» **ASSIGNMENT**
An exact copy of all the data is required.

Referring expression data
▼▼▼

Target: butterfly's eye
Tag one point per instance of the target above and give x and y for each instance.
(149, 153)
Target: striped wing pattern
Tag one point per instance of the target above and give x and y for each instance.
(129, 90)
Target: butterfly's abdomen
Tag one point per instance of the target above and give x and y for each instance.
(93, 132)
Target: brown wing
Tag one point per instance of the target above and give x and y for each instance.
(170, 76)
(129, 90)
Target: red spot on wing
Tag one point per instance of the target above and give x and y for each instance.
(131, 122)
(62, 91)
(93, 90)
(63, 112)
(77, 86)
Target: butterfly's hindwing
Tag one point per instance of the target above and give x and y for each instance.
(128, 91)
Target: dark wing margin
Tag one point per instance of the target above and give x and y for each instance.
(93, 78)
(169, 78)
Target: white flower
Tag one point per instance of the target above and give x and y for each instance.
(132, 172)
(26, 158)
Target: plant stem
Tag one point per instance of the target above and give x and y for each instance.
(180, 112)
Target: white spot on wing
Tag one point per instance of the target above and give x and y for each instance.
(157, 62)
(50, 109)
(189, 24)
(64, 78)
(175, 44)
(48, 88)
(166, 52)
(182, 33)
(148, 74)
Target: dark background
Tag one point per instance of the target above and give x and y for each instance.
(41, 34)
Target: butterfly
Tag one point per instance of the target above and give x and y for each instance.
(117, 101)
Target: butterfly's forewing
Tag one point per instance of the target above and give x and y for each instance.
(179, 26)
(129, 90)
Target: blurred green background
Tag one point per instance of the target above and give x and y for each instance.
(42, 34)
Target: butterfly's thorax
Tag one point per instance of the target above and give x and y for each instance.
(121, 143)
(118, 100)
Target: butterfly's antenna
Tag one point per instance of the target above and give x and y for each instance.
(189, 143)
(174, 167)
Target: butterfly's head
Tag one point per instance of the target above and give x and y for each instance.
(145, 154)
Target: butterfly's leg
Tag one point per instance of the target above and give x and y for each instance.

▲▲▲

» **TASK RESULT**
Target: butterfly's eye
Tag one point per instance of the target above and give x and y for each instance.
(149, 153)
Target: striped wing pattern
Tag one point per instance of the target above and give x and y for each instance.
(129, 90)
Target: butterfly's abdomen
Tag one point per instance of the target above and give x and y for each instance.
(93, 132)
Target: brown wing
Tag one point per instance of the target above and give x and y for each instance.
(170, 76)
(129, 90)
Target: red spot on wing
Tag one point per instance of the target above and give x and y for each instance.
(131, 122)
(62, 91)
(93, 90)
(63, 112)
(77, 86)
Target: butterfly's hindwing
Tag one point per instance of the target above and give x and y for each instance.
(128, 91)
Target: dark wing margin
Tag one point per instance of the target above and give x and y for each instance.
(93, 78)
(169, 78)
Target: white flower
Tag one point per instance of the target above and give x and y for each instance.
(132, 172)
(26, 158)
Target: plant stem
Tag one point per instance of the target above and give x and y for each instance.
(180, 112)
Target: white spot on wing
Tag one point per instance of the target above and give x and y for each instance.
(157, 62)
(50, 109)
(189, 24)
(64, 78)
(175, 44)
(48, 88)
(166, 52)
(182, 33)
(148, 74)
Target: dark background
Tag one point per instance of the target above and give x and y for each instance.
(41, 34)
Target: butterfly
Tag one point per instance of the target above and give x and y for each instance.
(117, 101)
Target: butterfly's forewing
Tag one point per instance of the target above and give x and y for each instance.
(179, 26)
(129, 90)
Target: blurred green background
Tag one point per instance of the target above and give x and y for each instance.
(42, 34)
Target: butterfly's thorax
Tag one point per instance of the target above and give x and y for each instance.
(121, 143)
(118, 100)
Target: butterfly's antenna
Tag one point per instance of the target above and give x and y for each instance.
(189, 143)
(174, 167)
Target: butterfly's head
Tag one point per instance of the target above and give x and y for each instance.
(145, 154)
Target: butterfly's leg
Tag one point per instance of the target above and give x and y for each instance.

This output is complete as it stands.